### Your assignment:
The reader should set down exactly the lines from the one containing "Query: green hood" through the last line of the material, omitting every picture.

### Dataset excerpts:
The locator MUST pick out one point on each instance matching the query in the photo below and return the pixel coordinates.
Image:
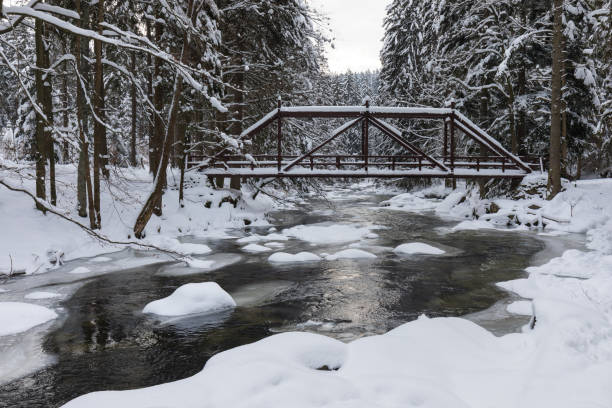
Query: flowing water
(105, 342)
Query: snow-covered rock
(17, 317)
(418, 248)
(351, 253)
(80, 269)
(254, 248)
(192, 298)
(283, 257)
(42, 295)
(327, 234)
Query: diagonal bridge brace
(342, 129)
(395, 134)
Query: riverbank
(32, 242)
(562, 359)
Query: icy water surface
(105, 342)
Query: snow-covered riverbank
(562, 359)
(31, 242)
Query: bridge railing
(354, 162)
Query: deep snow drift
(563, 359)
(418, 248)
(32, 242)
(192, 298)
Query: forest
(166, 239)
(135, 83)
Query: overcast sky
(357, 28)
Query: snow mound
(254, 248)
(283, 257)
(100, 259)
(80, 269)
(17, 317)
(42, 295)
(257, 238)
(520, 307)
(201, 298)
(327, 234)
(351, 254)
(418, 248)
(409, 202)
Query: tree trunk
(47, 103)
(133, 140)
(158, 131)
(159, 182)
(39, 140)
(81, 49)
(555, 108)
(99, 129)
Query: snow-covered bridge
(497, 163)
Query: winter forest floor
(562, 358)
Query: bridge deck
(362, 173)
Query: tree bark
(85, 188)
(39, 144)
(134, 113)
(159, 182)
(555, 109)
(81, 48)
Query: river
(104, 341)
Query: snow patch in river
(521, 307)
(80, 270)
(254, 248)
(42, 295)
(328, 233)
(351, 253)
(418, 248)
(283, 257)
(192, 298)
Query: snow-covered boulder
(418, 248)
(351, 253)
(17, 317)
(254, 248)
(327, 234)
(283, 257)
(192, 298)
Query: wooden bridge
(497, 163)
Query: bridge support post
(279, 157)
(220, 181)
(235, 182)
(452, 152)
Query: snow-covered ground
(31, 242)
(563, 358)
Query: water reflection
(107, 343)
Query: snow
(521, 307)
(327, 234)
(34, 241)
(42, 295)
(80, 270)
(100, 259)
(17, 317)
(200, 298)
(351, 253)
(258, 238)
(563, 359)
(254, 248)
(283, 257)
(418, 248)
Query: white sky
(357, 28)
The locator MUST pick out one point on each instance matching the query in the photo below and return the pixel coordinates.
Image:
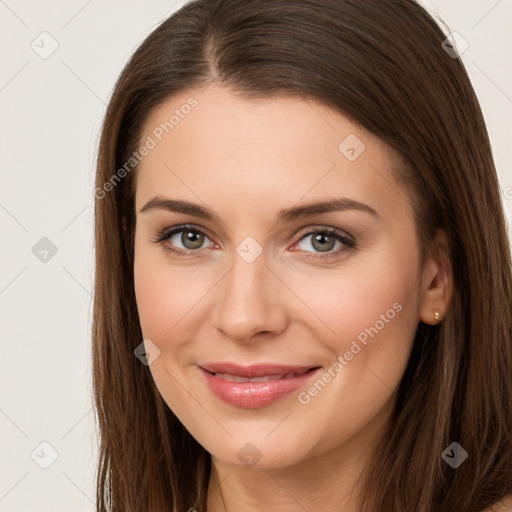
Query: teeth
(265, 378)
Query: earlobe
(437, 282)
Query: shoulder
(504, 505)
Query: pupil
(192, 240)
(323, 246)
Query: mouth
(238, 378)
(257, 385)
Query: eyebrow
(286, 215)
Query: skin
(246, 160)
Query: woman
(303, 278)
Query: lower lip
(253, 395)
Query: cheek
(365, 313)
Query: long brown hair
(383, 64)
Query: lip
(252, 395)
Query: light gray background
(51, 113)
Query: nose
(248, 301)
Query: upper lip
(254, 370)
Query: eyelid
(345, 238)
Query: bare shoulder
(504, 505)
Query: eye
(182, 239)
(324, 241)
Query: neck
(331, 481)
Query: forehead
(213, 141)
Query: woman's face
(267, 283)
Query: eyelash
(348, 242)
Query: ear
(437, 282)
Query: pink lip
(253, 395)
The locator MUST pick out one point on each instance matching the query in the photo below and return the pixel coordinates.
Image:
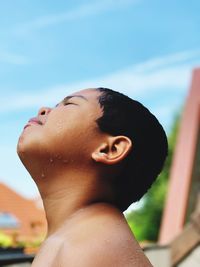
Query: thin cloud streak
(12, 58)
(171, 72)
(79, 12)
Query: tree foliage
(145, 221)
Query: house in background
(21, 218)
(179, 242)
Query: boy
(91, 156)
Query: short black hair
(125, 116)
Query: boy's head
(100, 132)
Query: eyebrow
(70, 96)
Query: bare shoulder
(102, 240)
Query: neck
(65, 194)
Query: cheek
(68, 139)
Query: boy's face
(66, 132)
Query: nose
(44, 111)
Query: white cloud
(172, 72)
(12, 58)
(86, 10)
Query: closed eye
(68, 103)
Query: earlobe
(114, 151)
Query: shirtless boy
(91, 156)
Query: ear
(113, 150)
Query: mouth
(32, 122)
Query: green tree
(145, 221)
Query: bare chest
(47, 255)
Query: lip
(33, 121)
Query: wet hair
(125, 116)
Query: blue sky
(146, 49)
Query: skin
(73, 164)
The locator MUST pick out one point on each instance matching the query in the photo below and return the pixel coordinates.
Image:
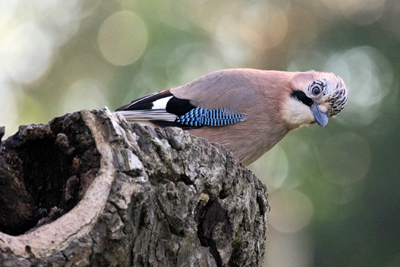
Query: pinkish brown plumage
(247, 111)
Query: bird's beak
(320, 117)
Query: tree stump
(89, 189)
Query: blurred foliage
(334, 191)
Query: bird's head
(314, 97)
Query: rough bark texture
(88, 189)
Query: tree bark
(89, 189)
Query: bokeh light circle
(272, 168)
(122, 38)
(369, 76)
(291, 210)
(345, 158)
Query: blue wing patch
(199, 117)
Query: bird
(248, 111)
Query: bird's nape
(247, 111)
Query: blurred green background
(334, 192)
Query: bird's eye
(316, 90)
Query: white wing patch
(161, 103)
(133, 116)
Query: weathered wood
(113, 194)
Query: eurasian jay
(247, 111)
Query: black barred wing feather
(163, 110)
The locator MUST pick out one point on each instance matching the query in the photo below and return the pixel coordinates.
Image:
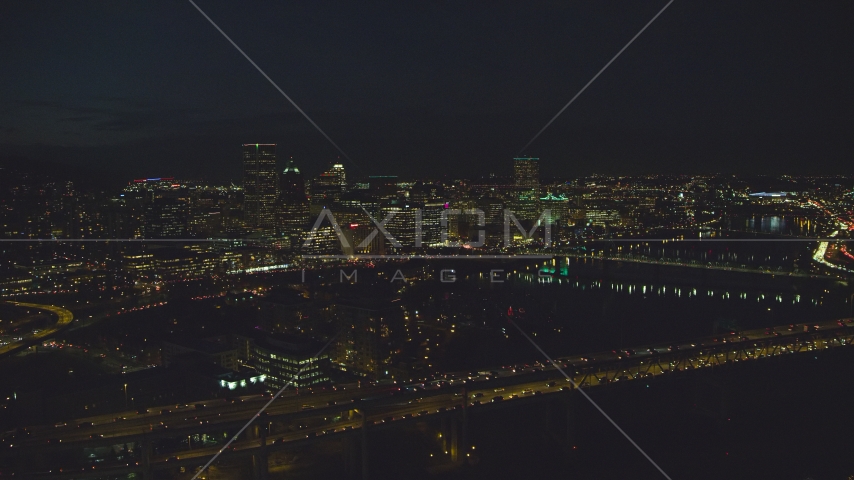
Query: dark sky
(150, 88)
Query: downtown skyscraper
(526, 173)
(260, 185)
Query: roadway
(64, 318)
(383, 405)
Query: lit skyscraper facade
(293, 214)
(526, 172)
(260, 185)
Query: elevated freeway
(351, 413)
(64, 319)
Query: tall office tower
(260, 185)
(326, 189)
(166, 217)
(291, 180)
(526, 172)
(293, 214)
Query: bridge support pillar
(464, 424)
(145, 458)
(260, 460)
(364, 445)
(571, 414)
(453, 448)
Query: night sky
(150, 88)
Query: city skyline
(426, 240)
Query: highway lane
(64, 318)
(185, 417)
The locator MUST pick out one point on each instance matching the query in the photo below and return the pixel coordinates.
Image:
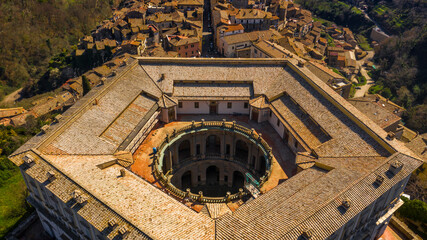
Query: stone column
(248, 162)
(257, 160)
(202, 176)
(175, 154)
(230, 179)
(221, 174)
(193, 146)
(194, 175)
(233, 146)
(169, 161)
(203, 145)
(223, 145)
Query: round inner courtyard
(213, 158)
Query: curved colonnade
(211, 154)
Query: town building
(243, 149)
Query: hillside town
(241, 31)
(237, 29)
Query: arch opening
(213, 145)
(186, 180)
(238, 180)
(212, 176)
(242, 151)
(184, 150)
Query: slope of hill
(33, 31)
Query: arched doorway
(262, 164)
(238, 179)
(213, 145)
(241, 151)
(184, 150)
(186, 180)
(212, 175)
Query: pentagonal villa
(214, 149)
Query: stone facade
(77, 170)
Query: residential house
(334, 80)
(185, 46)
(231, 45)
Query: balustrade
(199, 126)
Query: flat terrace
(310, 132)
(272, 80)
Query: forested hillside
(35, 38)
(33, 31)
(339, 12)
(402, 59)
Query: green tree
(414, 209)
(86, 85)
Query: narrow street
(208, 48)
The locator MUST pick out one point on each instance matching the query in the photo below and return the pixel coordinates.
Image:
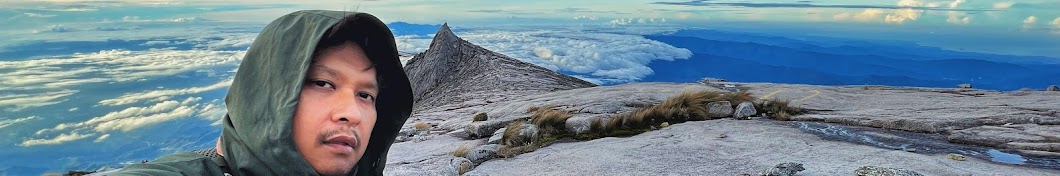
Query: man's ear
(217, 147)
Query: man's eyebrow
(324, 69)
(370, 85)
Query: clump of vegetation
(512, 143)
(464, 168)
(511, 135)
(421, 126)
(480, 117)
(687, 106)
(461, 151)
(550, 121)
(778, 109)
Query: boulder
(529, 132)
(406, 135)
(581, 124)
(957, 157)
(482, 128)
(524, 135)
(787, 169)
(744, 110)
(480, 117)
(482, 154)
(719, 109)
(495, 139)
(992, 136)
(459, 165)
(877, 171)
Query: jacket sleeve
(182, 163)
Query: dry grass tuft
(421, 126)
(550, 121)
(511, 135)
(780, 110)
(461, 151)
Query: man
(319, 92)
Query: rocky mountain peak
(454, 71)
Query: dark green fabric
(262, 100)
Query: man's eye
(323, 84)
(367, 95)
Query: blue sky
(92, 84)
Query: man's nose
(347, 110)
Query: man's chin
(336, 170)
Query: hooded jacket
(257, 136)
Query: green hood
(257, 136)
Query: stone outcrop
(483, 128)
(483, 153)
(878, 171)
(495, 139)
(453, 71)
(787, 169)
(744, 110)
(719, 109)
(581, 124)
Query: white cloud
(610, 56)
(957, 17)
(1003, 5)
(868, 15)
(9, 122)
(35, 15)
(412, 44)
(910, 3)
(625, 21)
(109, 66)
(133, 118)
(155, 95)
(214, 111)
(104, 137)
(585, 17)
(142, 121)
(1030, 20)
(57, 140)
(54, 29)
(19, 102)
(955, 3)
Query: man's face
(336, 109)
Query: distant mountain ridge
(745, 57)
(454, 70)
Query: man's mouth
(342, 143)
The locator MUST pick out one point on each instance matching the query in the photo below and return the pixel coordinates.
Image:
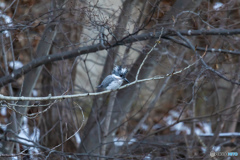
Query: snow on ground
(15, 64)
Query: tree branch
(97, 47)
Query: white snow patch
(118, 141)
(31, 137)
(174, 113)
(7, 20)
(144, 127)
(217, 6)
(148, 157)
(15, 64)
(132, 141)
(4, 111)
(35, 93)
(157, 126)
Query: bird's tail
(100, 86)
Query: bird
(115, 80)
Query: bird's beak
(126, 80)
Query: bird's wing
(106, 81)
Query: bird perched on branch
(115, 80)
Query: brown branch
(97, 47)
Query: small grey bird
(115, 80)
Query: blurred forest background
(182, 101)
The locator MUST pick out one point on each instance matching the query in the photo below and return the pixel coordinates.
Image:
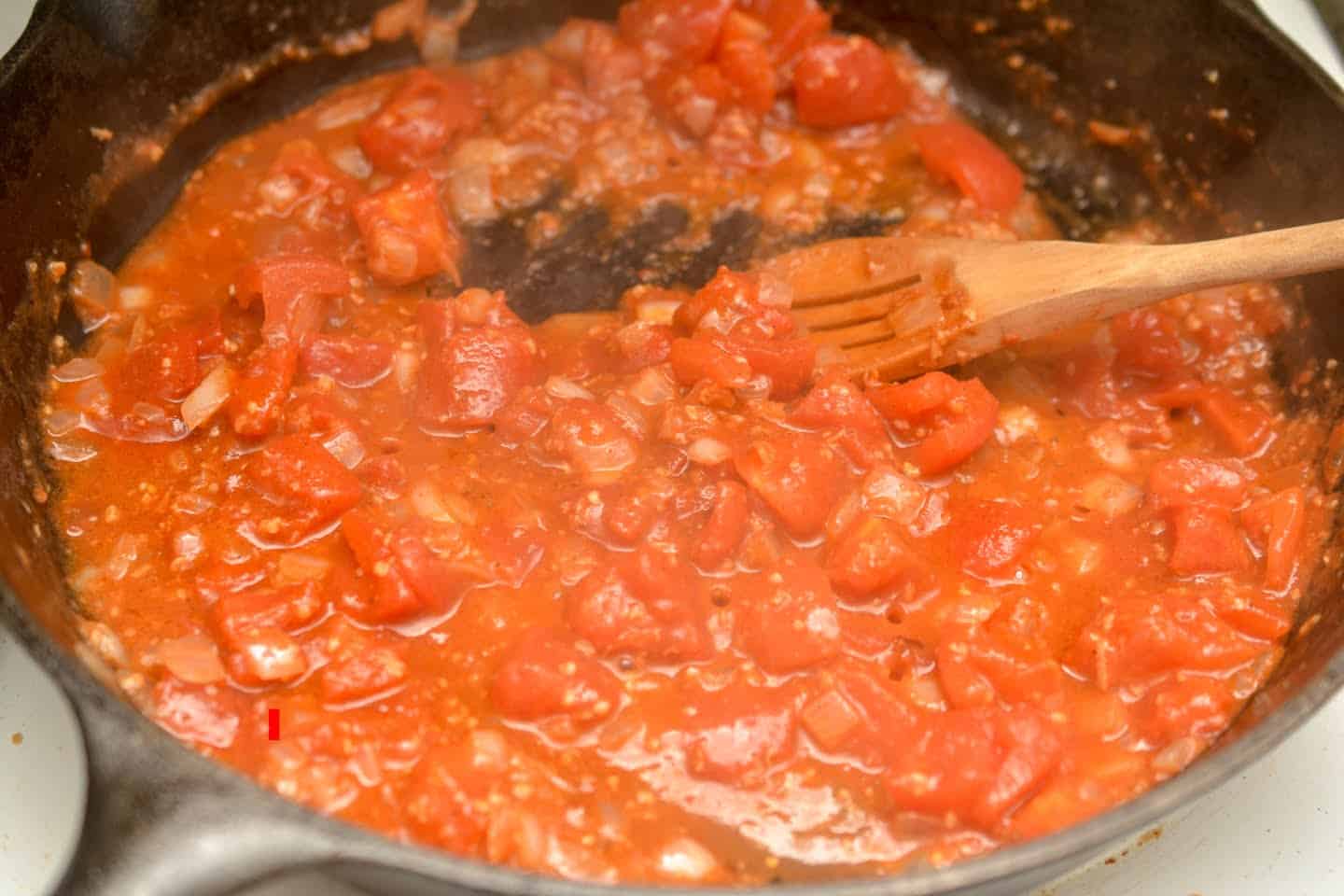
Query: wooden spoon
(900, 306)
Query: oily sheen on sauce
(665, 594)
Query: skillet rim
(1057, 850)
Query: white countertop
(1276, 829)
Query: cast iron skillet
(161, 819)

### Result:
Query: green hood
(257, 136)
Query: stone outcrop
(483, 128)
(483, 153)
(878, 171)
(495, 139)
(453, 71)
(787, 169)
(744, 110)
(719, 109)
(581, 124)
Query: white cloud
(610, 56)
(957, 17)
(1003, 5)
(868, 15)
(9, 122)
(35, 15)
(412, 44)
(910, 3)
(625, 21)
(109, 66)
(133, 118)
(155, 95)
(214, 111)
(104, 137)
(585, 17)
(142, 121)
(1030, 20)
(57, 140)
(54, 29)
(19, 102)
(955, 3)
Query: man's face
(336, 109)
Query: distant mountain ridge
(745, 57)
(454, 70)
Query: man's mouth
(342, 143)
The locator MUST pick out one point on each instance matching the query in the photo below and return the pixel coordinates.
Image:
Query: snow on ground
(15, 64)
Query: tree branch
(97, 47)
Query: white snow patch
(118, 141)
(31, 137)
(174, 113)
(7, 20)
(144, 127)
(217, 6)
(148, 157)
(15, 64)
(132, 141)
(4, 111)
(35, 93)
(157, 126)
Query: bird's tail
(100, 86)
Query: bird
(115, 80)
Query: bird's beak
(126, 80)
Query: bird's wing
(106, 81)
Query: bird perched on branch
(115, 80)
Query: brown branch
(97, 47)
Query: small grey bird
(115, 80)
Query: blurred forest background
(182, 101)
The locator MUST pick out one point on each instance matching the query in the photo below and return the pixel coordinates.
Image:
Query: wooden spoon
(900, 306)
Query: oily sheen on sauce
(665, 594)
Query: skillet rim
(1057, 850)
Query: white countertop
(1276, 829)
Query: cast iron skillet
(161, 819)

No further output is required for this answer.